* [PROBLEM REQUIREMENTS]: From the entries below, copy every line holding the word "woman".

★ ★ ★ ★ ★

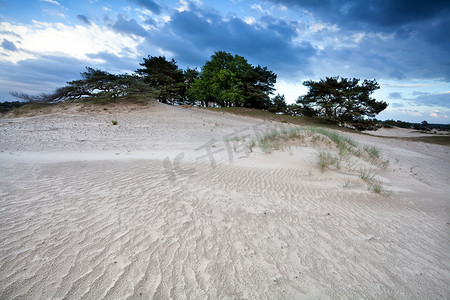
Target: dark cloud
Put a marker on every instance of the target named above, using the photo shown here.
(416, 33)
(150, 5)
(7, 45)
(116, 64)
(395, 95)
(83, 19)
(122, 25)
(193, 36)
(441, 99)
(381, 13)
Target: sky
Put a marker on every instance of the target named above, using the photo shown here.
(403, 44)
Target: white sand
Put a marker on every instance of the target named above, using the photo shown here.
(138, 211)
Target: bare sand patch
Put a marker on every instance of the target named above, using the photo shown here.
(170, 203)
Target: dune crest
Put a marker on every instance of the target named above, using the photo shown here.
(161, 206)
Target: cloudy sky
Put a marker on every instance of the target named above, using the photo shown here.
(403, 44)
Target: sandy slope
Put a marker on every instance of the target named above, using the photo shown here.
(89, 210)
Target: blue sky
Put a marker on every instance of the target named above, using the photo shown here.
(403, 44)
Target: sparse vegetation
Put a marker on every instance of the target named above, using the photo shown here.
(326, 159)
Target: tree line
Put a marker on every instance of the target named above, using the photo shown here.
(225, 80)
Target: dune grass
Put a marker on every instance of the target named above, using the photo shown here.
(334, 151)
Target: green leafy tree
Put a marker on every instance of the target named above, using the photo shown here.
(164, 76)
(278, 104)
(342, 100)
(229, 80)
(190, 76)
(258, 86)
(94, 85)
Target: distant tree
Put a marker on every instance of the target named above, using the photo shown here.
(229, 80)
(189, 75)
(164, 76)
(278, 104)
(10, 105)
(343, 100)
(95, 84)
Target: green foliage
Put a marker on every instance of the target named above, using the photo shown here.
(228, 80)
(165, 77)
(95, 85)
(342, 100)
(326, 159)
(7, 106)
(278, 104)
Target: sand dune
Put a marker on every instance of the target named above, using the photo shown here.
(142, 210)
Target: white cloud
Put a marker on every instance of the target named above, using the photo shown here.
(259, 8)
(250, 20)
(438, 114)
(41, 38)
(52, 2)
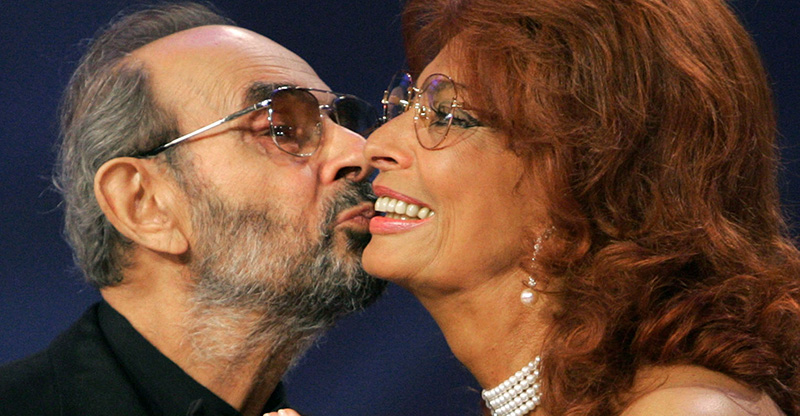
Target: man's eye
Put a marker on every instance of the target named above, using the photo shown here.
(282, 131)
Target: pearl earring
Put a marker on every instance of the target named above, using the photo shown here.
(528, 296)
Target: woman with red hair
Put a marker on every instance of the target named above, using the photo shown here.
(583, 195)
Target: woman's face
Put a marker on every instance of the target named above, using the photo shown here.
(484, 202)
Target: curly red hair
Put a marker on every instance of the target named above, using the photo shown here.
(651, 125)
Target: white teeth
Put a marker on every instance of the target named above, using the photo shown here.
(424, 212)
(402, 210)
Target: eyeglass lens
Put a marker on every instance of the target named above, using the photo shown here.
(434, 113)
(296, 118)
(433, 106)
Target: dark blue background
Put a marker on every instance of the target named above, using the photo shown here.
(389, 360)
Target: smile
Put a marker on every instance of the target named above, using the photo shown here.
(401, 210)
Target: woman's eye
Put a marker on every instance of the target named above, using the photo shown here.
(460, 118)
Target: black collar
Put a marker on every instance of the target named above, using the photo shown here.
(163, 386)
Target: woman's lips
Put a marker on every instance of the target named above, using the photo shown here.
(402, 213)
(386, 225)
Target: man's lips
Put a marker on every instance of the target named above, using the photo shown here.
(359, 214)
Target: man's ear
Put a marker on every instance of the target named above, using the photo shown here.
(142, 204)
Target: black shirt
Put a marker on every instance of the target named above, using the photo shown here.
(103, 366)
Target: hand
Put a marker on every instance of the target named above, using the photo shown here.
(283, 412)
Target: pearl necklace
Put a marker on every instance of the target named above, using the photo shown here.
(518, 395)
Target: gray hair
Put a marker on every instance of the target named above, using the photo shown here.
(108, 111)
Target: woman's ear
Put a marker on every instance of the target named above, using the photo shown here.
(142, 204)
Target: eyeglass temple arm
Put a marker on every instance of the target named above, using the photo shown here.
(202, 130)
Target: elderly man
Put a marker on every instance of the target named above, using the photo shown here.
(214, 193)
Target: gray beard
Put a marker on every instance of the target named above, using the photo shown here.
(263, 289)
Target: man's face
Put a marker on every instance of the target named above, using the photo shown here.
(262, 222)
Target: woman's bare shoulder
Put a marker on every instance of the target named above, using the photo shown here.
(695, 391)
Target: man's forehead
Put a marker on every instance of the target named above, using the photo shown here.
(222, 61)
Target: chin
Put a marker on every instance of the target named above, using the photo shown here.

★ ★ ★ ★ ★

* [COMPLETED EXERCISE]:
Target: woman with red hair
Target: woman's face
Target: woman's eye
Target: woman's lips
Target: woman's ear
Target: woman's bare shoulder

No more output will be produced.